▸ **Listing**
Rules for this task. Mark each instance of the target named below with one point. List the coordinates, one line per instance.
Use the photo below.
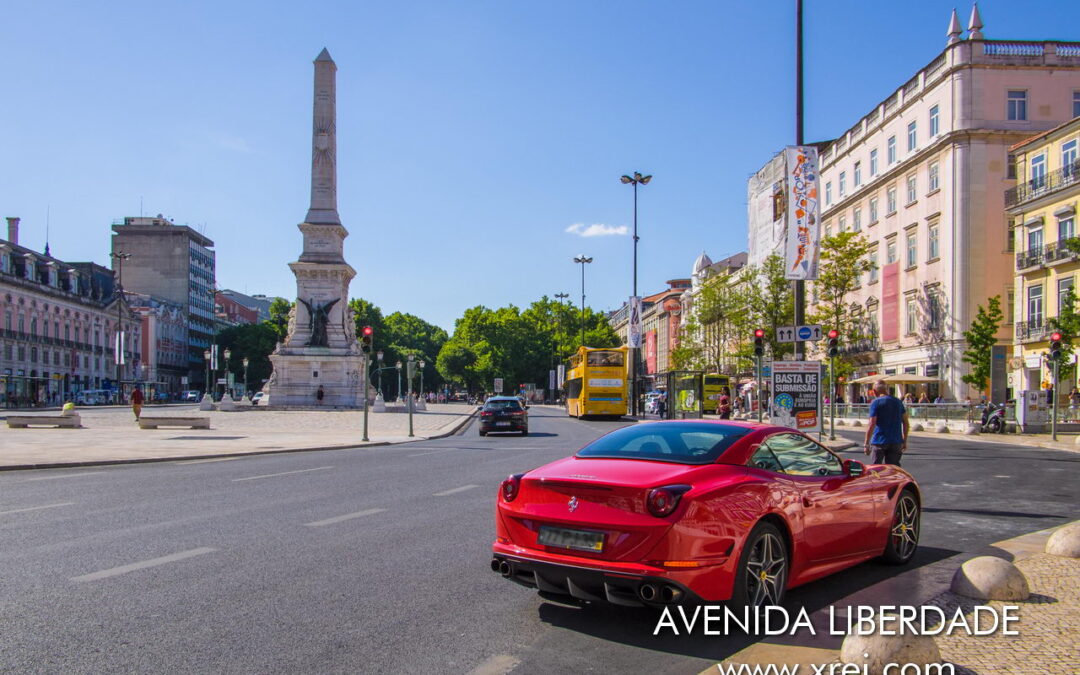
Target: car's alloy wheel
(763, 568)
(904, 534)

▸ **Set problem**
Print every line of the records above word for word, but leave out the pictures.

▸ **Answer for the task**
Rules for this task. Mark each instance of the target named below with one point. List the coordinates, one line per instance.
Use the photo below.
Target: car's alloy wheel
(763, 568)
(904, 534)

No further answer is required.